== Stored items from a collection ==
+ + + + +

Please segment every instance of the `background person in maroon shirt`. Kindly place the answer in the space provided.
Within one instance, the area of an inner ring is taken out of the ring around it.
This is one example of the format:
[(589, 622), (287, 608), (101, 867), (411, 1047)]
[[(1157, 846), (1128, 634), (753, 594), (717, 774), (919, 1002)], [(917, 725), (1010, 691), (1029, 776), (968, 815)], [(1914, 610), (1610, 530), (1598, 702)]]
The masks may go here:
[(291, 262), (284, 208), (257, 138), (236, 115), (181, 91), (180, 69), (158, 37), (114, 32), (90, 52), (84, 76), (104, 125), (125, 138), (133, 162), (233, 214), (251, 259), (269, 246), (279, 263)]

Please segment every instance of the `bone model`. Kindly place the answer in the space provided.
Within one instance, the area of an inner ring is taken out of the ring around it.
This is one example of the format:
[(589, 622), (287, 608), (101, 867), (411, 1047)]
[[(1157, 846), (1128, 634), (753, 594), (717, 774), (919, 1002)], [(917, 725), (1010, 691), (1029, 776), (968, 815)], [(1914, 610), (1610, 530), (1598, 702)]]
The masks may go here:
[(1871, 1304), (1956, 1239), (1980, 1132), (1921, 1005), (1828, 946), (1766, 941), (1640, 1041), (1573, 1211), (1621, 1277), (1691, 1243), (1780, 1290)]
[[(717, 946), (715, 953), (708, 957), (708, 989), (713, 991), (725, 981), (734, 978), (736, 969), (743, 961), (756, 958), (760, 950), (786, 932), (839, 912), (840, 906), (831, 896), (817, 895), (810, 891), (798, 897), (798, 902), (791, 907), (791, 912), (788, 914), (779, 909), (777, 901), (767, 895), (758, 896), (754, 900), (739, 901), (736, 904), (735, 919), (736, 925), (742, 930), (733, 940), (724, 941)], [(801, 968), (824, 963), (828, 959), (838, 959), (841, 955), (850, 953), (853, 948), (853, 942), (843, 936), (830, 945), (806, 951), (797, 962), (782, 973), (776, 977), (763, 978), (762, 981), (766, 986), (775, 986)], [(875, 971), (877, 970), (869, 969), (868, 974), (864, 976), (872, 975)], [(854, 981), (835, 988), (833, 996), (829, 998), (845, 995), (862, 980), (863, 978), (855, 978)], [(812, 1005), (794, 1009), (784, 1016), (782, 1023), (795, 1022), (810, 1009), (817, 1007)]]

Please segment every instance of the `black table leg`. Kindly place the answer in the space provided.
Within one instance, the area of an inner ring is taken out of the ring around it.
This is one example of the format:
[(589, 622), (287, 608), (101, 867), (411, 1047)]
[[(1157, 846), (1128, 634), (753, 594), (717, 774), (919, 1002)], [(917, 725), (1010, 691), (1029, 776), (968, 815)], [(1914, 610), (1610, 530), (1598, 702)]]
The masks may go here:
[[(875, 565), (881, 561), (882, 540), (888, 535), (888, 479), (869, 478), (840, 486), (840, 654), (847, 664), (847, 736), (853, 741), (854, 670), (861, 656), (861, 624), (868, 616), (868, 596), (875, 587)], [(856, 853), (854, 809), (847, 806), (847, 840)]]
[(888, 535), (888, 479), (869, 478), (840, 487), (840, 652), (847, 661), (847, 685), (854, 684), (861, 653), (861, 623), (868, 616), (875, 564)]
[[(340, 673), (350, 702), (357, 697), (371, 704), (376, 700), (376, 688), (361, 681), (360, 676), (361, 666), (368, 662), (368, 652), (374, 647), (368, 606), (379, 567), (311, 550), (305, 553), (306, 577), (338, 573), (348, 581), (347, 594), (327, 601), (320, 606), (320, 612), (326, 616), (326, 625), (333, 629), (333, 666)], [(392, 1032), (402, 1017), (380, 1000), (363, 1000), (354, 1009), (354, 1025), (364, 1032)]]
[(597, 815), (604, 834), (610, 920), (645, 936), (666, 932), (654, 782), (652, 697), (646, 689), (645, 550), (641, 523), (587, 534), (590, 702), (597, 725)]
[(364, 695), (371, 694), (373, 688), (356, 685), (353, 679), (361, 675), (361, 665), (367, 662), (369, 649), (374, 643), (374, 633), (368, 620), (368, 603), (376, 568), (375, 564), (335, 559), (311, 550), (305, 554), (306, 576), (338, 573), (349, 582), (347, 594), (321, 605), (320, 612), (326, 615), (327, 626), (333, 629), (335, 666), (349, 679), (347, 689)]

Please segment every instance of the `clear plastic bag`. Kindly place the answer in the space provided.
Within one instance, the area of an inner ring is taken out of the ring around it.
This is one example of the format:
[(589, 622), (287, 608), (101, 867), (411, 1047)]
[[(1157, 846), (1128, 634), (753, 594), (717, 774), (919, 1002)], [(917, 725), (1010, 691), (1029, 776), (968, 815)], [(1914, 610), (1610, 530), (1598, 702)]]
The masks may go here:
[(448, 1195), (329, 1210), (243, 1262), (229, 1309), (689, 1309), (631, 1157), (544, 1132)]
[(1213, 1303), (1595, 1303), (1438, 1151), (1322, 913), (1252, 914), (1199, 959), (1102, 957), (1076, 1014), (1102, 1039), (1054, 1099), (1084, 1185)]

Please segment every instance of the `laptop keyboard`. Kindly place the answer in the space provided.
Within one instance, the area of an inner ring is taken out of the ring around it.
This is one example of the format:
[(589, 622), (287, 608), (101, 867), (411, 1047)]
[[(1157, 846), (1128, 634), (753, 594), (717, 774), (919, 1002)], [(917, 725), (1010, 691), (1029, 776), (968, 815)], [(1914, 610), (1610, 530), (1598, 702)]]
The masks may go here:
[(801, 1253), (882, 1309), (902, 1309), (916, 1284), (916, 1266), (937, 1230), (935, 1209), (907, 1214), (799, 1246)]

+ + + + +

== The problem ==
For each record above, give it again without a single change.

== Task output ==
Please segment every instance of the `background person in maroon shirt`. Kindly place the answer in the space provided.
Within one instance, the area of an inner ring is taken out of the ring around it.
This is one example of the format:
[(589, 622), (287, 608), (101, 867), (411, 1047)]
[[(1157, 846), (1128, 634), (753, 594), (717, 774), (919, 1002)], [(917, 725), (1010, 691), (1029, 776), (968, 815)], [(1914, 610), (1610, 530), (1598, 702)]]
The masks may go here:
[(291, 262), (284, 208), (257, 138), (236, 115), (181, 91), (180, 69), (158, 37), (114, 32), (90, 52), (84, 76), (104, 125), (125, 138), (133, 162), (233, 214), (251, 259), (269, 246), (279, 263)]

Please segment every instance of the `bone model`. Kindly place the answer in the space provided.
Within one instance, the area of an inner ring is taken out of the ring around it.
This is one example of the format:
[(589, 622), (287, 608), (101, 867), (411, 1047)]
[[(1157, 846), (1128, 634), (753, 594), (717, 774), (919, 1002)], [(917, 725), (1010, 691), (1029, 776), (968, 815)], [(1914, 610), (1610, 530), (1598, 702)]]
The masks may go here:
[(1871, 1304), (1956, 1239), (1980, 1132), (1921, 1005), (1828, 946), (1766, 941), (1640, 1041), (1573, 1211), (1621, 1277), (1691, 1243), (1780, 1290)]
[[(717, 946), (715, 953), (708, 957), (708, 989), (713, 991), (725, 981), (734, 978), (736, 969), (743, 961), (756, 958), (760, 950), (786, 932), (839, 912), (840, 906), (831, 896), (817, 895), (810, 891), (798, 897), (798, 902), (791, 907), (791, 912), (788, 914), (779, 909), (777, 901), (767, 895), (758, 896), (754, 900), (739, 901), (736, 904), (735, 919), (736, 925), (742, 930), (733, 940), (724, 941)], [(801, 968), (824, 963), (828, 959), (838, 959), (841, 955), (850, 953), (853, 948), (853, 942), (843, 936), (830, 945), (806, 951), (797, 962), (782, 973), (776, 977), (763, 978), (762, 981), (766, 986), (775, 986)], [(875, 971), (877, 970), (869, 969), (868, 974), (864, 976), (872, 975)], [(854, 981), (835, 988), (833, 996), (829, 998), (845, 995), (862, 980), (863, 978), (855, 978)], [(812, 1005), (794, 1009), (784, 1016), (782, 1023), (795, 1022), (810, 1009), (817, 1007)]]

Please segment every instance of the `black table leg`. Kindly place the answer in the space provided.
Within one instance, the area of an inner ring is taken out of the ring around it.
This is one example of the format:
[(589, 622), (287, 608), (101, 867), (411, 1047)]
[[(1157, 846), (1128, 634), (753, 594), (717, 774), (919, 1002)], [(917, 725), (1010, 691), (1029, 776), (968, 815)], [(1914, 610), (1610, 530), (1598, 702)]]
The masks may go here:
[[(875, 565), (881, 561), (882, 540), (888, 535), (888, 479), (869, 478), (840, 486), (840, 654), (847, 664), (847, 736), (853, 741), (854, 670), (861, 656), (861, 624), (868, 616), (868, 596), (875, 587)], [(856, 853), (854, 809), (847, 806), (847, 840)]]
[(888, 535), (888, 479), (869, 478), (840, 487), (840, 652), (847, 661), (847, 685), (854, 684), (861, 653), (861, 623), (868, 616), (875, 564)]
[[(340, 673), (350, 702), (357, 697), (371, 704), (376, 700), (376, 688), (361, 681), (360, 676), (361, 666), (368, 662), (368, 652), (374, 647), (368, 606), (379, 567), (311, 550), (305, 553), (306, 577), (338, 573), (348, 581), (347, 594), (327, 601), (320, 606), (320, 612), (326, 616), (326, 625), (333, 629), (333, 666)], [(392, 1032), (402, 1017), (380, 1000), (363, 1000), (354, 1009), (354, 1025), (364, 1032)]]
[(597, 815), (604, 834), (610, 920), (645, 936), (666, 932), (654, 782), (652, 697), (646, 689), (645, 550), (641, 523), (587, 534), (590, 702), (597, 725)]
[(364, 695), (371, 694), (373, 688), (356, 685), (353, 679), (361, 675), (361, 665), (367, 662), (369, 649), (374, 643), (374, 633), (368, 620), (368, 603), (376, 568), (375, 564), (335, 559), (311, 550), (305, 554), (306, 576), (338, 573), (349, 582), (347, 594), (321, 605), (320, 612), (326, 615), (327, 626), (333, 629), (335, 666), (349, 679), (347, 689)]

Please segment every instance of the `clear plastic bag`. Kindly place the answer in the space provided.
Within one instance, the area of an inner ring is taken out of the ring around it.
This is one example of the format:
[(589, 622), (287, 608), (101, 867), (411, 1047)]
[[(1157, 846), (1128, 634), (753, 594), (717, 774), (919, 1002)], [(917, 725), (1010, 691), (1029, 776), (968, 815)], [(1914, 610), (1610, 530), (1598, 702)]]
The masks may go here:
[(448, 1195), (329, 1210), (243, 1262), (229, 1309), (689, 1309), (631, 1157), (544, 1132)]
[(1213, 1303), (1595, 1303), (1438, 1151), (1322, 913), (1252, 914), (1199, 959), (1102, 957), (1076, 1014), (1102, 1039), (1054, 1099), (1084, 1185)]

Please segment every instance of the `laptop keyboard`. Kindly place the answer in the space provided.
Within one instance, the area of an inner ring is taken out of the ring around it.
This is one example of the format:
[(589, 622), (287, 608), (101, 867), (411, 1047)]
[[(1157, 846), (1128, 634), (753, 594), (717, 774), (919, 1002)], [(917, 725), (1010, 691), (1029, 776), (968, 815)], [(1914, 610), (1610, 530), (1598, 702)]]
The masks may go here:
[(801, 1253), (882, 1309), (902, 1309), (916, 1284), (916, 1266), (937, 1230), (935, 1209), (907, 1214), (799, 1246)]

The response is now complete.